(DATA SECTION)
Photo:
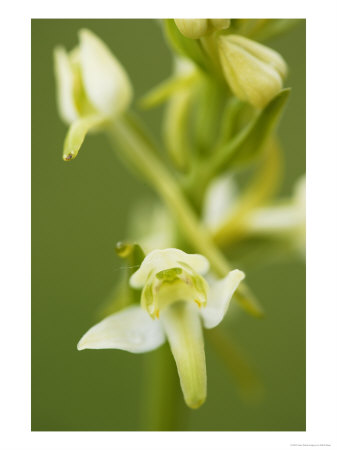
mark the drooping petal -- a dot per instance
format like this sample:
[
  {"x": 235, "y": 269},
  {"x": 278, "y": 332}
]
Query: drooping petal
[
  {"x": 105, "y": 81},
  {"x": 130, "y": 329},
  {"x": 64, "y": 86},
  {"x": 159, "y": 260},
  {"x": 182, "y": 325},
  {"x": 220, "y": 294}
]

==

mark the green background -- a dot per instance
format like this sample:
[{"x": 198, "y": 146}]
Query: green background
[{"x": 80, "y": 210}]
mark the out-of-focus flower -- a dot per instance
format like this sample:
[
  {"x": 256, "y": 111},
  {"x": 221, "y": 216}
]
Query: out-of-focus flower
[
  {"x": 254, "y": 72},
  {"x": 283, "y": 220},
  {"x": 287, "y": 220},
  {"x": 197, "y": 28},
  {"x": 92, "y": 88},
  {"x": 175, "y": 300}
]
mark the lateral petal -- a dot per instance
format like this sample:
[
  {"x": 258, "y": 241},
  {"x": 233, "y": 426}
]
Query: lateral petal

(AIM OF THE TASK) Recast the entries from the line that contains "mark the lateral petal -- a dot per instance" through the line that contains "Query: lateral petal", both included, as a JSON list of strings with one string per line and blank lines omitted.

(REPLY)
[
  "mark the lateral petal -- a dot per instance",
  "format like this sample:",
  "[",
  "  {\"x\": 258, \"y\": 241},",
  "  {\"x\": 233, \"y\": 426}",
  "]",
  "Query: lateral petal"
]